> Prompt 1: For the Wan-Bissaka article, decide whether each statement agrees with it. Answer yes or no for each and quote the words of the article that decide it. (a) Wan-Bissaka started out as an attacker. (b) He made 84 clearances last season. (c) Roy Hodgson agreed to his wish for a loan move.
> Prompt 2: Output the passage of the Wan-Bissaka article starting with "The last time" and going on through "work in progress.".

[Text section]

February 25, 2018. An injury crisis had forced Crystal Palace manager Roy Hodgson to give a 20-year-old his first senior appearance against Tottenham. Little did he know that his fledgling right back would take the Premier League by storm the following season. Just 16 months after his debut, Aaron Wan-Bissaka has moved north to sign for Manchester United for £50 million pounds. It is a rapid rise to fame; he only has 46 first team appearances to his belt, and yet it seems like a fair fee to pay. The club may have found a solution for the right back position for the next decade.
The last time a Crystal Palace youngster made the move from London to Old Trafford, it didn’t go too well. But Wan-Bissaka looks unlikely to follow the path of Wilfried Zaha and return to his previous club. The Ivorian arrived at a time of major change at the club, with Ferguson retiring, and the Moyes era did no good for anyone. It was simply the wrong move at the wrong time, but Wan-Bissaka is much different. Unlike Zaha, Wan-Bissaka will slide right into the first-team squad and will play for a manager that actually wants him at the club. The challenge, more than gametime, will be in handling the eventual criticism that will come his way. At that moment, the club will have to be patient. After all, for all of his talent he remains a youngster and a work in progress.
Initially an attacker, Wan-Bissaka was far from a defender. Like many youngsters, he enjoyed playing up top. Yet he was not special. As he kept plugging away, he was called to fill in at right back in a practice match with the first-team squad. Matched up against Wilfried Zaha, the scourge of many a Premier League full-back, Wan-Bissaka snuffed him out with ease. After nullifying Zaha, it showed the Palace staff that he could have a future there. While he wanted a loan move, Roy Hodgson told him to stay, and eventually he got his chance. A youngster who dreamt of being an attacker instead made his debut at right back, and he hasn’t looked back since.
What’s more striking is his ability to intercept the ball and make clean tackles. He wasn’t a natural tackler, yet he made 129 tackles last season, the highest tackling success rate of any full-back in the Premier League, while he also led in clearances (129) and interceptions (84). For a converted winger playing his first full season, those are outstanding numbers. His defensive assuredness is a quality United have lacked at right back for many years. After trying to jam square pegs into round holes, they finally have a specialist right back who can defend first. With fellow youngster Diogo Dalot offering a more attack-minded option in the same position, it bodes well for the club in that position. It provides much-needed competition, and should eventually benefit both. It’s not that Wan-Bissaka isn’t good going forward, of course, but the nature of United’s playstyle means he will have to attack much more than at Palace. With Dalot behind him, it will only spur him on.
Those that know him point towards his mature, unfazed character. He’s not flashy and will stay out of the limelight, which would be the best way for him to settle in at the club. Despite his fast ascent into stardom, Wan-Bissaka should be able to thrive. His first three games were against Tottenham, Manchester United and Chelsea; his fifth game was Liverpool. Yet he was able to hold his own against the likes of Eriksen, Sanchez and Hazard. Last season, he was sent off against Liverpool in the second game, yet he only missed three games in the league after that, including the suspension. He’s a fast learner, and it bodes well.
Old Trafford will be yet another challenge for him. Yet he is well-placed to overcome that. As long as the club have patience in him, things will be fine. He will make mistakes, yes, but he will also learn and adapt from them. All eyes will be on him if he plays the first game of the season – against Chelsea no less – but he can handle it. If all goes to plan, Manchester United have their right back for the next ten years. For Aaron, the sky is truly the limit.

[/Text section]
[Data extract]

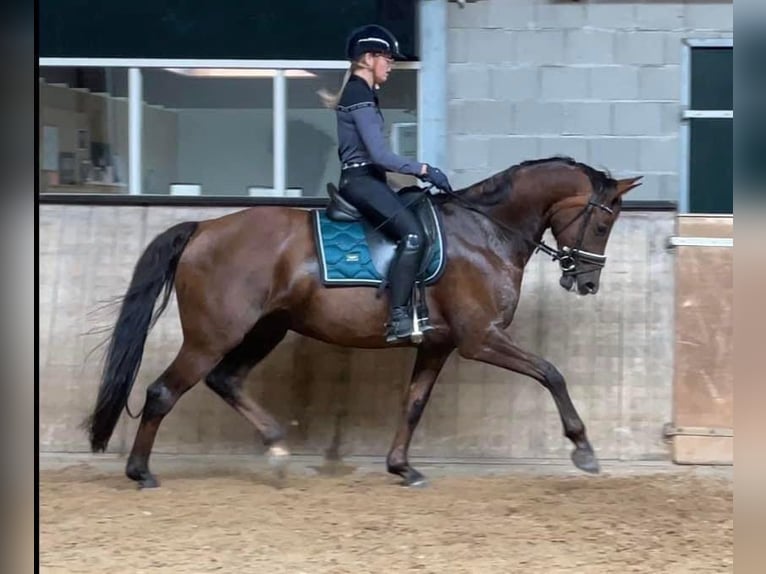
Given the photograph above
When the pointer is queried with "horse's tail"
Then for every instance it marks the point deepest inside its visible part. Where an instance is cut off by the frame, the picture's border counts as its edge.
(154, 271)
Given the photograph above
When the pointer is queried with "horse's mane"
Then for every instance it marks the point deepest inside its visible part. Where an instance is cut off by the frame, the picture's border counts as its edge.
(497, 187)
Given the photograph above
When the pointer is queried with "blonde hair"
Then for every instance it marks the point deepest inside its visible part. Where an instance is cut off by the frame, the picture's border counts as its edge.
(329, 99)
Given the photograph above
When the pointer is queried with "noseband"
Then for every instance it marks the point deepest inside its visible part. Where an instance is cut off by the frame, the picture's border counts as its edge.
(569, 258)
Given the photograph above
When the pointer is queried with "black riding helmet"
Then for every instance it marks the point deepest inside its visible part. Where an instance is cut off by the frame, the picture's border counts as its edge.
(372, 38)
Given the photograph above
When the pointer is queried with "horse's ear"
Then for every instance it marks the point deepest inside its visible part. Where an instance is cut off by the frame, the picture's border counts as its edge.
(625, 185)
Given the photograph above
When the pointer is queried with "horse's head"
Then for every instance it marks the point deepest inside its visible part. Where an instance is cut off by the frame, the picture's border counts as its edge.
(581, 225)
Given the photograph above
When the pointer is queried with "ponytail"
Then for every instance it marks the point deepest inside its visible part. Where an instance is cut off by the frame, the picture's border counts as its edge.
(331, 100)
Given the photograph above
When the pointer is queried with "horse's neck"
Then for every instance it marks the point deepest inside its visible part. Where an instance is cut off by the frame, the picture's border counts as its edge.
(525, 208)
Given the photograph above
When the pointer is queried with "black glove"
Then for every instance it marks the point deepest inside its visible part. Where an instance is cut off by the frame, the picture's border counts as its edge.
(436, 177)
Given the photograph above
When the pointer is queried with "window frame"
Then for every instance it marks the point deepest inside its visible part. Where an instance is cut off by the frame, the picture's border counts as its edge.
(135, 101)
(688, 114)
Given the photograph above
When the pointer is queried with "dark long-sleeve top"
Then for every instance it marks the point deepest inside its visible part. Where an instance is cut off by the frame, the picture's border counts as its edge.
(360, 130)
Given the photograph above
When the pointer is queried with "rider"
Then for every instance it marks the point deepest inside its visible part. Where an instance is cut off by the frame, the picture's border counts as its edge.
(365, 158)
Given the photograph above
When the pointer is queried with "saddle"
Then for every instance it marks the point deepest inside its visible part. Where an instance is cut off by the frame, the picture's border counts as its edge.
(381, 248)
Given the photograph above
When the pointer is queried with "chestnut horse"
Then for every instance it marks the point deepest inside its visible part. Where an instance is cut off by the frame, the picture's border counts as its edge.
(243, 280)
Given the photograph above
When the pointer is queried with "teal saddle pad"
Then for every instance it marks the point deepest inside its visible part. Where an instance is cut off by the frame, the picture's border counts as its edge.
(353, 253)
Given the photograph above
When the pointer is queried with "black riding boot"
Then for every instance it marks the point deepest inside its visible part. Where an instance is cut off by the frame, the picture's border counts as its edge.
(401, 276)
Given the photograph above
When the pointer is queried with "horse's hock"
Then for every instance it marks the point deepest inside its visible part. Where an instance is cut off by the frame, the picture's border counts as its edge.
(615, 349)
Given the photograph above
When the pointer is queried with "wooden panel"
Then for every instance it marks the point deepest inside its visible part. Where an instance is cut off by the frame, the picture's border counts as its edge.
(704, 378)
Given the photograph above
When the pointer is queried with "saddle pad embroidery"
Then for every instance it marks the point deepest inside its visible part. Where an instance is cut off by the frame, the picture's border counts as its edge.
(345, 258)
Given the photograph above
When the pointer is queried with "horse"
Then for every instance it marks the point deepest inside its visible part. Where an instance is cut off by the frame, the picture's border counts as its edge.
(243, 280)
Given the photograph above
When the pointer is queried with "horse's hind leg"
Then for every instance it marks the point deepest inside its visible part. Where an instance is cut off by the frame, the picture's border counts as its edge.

[/Data extract]
[Data extract]

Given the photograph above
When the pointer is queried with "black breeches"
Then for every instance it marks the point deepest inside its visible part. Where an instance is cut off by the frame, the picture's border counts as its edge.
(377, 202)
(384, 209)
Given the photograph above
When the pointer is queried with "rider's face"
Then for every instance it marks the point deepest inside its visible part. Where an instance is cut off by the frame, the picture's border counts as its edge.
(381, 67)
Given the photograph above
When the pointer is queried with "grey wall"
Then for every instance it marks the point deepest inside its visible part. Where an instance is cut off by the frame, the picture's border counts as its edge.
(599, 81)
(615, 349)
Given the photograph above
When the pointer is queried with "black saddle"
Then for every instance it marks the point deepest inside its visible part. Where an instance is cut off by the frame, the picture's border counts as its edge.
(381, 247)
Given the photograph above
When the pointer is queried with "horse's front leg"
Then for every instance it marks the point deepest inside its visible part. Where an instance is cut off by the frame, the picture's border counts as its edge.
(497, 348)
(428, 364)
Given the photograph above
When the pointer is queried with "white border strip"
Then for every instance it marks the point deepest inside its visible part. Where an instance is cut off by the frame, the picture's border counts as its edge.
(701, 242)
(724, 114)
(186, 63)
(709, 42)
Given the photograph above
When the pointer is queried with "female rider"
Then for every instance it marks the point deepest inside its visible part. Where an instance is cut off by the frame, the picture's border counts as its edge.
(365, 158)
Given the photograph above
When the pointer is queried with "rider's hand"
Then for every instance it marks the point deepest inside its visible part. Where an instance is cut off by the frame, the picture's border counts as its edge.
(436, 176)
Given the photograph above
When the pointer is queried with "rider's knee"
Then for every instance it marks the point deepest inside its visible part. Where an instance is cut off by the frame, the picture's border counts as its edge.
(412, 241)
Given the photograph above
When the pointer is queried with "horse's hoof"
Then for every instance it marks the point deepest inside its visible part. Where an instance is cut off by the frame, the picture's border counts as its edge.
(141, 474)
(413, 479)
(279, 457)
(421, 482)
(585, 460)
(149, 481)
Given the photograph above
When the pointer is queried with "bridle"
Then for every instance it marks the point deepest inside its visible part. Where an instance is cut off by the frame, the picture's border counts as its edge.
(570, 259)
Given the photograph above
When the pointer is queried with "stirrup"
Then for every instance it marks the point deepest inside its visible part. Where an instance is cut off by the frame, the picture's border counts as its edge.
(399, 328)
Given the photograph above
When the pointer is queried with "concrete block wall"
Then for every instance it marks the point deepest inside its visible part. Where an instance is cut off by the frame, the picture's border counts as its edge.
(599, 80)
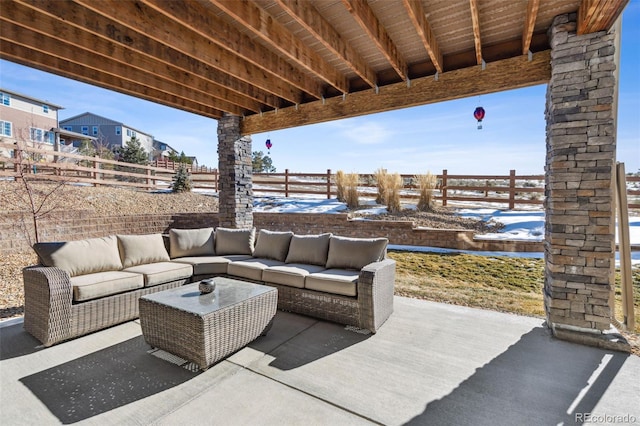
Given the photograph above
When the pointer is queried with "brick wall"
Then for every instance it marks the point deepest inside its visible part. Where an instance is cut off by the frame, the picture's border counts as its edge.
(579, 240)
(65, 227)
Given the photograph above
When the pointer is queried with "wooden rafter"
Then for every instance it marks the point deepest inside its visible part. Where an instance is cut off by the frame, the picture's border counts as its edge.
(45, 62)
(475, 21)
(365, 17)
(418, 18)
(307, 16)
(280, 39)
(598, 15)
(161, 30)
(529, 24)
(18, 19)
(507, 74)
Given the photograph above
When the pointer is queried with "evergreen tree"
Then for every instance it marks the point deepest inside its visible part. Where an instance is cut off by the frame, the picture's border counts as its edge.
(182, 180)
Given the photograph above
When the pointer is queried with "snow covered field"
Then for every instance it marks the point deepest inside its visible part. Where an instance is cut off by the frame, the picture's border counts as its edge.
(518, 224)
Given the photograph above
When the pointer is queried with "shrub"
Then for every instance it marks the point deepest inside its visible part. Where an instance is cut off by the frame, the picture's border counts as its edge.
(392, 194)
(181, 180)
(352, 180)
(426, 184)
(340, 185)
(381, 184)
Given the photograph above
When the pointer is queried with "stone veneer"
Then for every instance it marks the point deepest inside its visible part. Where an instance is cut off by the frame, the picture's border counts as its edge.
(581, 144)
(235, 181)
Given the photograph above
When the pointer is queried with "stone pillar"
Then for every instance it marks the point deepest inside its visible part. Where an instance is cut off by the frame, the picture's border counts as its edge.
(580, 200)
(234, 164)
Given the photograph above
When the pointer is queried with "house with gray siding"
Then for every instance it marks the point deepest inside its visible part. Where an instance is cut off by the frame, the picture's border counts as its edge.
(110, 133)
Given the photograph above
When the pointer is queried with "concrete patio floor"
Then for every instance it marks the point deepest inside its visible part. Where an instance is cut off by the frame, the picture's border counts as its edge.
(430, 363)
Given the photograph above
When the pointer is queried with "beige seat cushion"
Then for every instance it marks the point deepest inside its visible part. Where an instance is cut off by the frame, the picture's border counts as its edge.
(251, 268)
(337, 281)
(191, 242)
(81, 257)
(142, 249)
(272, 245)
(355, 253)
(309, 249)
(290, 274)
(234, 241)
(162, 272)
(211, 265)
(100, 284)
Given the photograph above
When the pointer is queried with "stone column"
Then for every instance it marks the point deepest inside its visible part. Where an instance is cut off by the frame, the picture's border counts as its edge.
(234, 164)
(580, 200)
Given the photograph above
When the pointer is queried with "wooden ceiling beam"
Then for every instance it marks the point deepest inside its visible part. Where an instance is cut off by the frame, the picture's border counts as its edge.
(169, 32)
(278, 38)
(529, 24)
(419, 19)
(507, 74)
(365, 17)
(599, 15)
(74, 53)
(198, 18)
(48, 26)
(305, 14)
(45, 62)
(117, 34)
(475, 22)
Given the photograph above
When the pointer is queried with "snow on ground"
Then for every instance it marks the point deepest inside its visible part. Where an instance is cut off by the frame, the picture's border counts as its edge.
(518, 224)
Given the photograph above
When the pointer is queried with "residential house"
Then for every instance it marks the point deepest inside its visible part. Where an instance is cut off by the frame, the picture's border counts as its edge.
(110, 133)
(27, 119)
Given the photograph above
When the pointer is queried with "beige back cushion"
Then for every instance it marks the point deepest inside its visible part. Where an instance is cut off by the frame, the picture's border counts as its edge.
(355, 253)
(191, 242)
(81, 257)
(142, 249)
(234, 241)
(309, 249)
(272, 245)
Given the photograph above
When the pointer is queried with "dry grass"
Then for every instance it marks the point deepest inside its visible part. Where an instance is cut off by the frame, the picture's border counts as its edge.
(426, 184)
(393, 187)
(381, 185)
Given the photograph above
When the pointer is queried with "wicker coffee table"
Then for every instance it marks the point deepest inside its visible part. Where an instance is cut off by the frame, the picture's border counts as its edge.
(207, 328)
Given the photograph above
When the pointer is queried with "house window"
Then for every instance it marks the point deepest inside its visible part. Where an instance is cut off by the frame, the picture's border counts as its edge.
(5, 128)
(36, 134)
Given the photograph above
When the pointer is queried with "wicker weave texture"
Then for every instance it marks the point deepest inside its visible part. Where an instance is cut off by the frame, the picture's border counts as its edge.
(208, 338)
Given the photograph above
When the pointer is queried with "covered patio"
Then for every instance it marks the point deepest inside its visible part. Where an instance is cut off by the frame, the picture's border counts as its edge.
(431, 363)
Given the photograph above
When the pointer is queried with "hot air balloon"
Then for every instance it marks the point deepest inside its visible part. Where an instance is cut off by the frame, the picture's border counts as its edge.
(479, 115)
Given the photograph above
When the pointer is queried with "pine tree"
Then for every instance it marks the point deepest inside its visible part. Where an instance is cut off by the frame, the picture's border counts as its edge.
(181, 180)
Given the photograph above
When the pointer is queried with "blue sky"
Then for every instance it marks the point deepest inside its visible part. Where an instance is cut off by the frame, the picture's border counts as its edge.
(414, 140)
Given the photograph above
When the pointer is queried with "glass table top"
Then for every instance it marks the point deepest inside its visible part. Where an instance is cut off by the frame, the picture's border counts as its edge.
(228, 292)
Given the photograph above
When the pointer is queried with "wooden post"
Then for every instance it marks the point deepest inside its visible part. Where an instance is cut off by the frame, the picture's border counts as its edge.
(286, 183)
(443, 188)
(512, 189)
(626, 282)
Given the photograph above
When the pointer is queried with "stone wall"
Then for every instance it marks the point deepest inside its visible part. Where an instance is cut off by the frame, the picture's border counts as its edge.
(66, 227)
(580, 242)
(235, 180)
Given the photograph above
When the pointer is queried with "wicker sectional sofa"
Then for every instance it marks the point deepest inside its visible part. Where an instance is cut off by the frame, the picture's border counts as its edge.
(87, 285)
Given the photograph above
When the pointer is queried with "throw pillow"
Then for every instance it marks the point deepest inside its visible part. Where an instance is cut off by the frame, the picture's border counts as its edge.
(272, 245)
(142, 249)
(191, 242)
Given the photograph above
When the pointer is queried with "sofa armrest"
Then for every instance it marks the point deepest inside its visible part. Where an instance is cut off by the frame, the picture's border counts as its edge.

[/Data extract]

> Exercise solution 1:
(a) Yes: "Initially an attacker, Wan-Bissaka was far from a defender."
(b) No: "he also led in clearances (129) and interceptions (84)"
(c) No: "While he wanted a loan move, Roy Hodgson told him to stay"

> Exercise solution 2:
The last time a Crystal Palace youngster made the move from London to Old Trafford, it didn’t go too well. But Wan-Bissaka looks unlikely to follow the path of Wilfried Zaha and return to his previous club. The Ivorian arrived at a time of major change at the club, with Ferguson retiring, and the Moyes era did no good for anyone. It was simply the wrong move at the wrong time, but Wan-Bissaka is much different. Unlike Zaha, Wan-Bissaka will slide right into the first-team squad and will play for a manager that actually wants him at the club. The challenge, more than gametime, will be in handling the eventual criticism that will come his way. At that moment, the club will have to be patient. After all, for all of his talent he remains a youngster and a work in progress.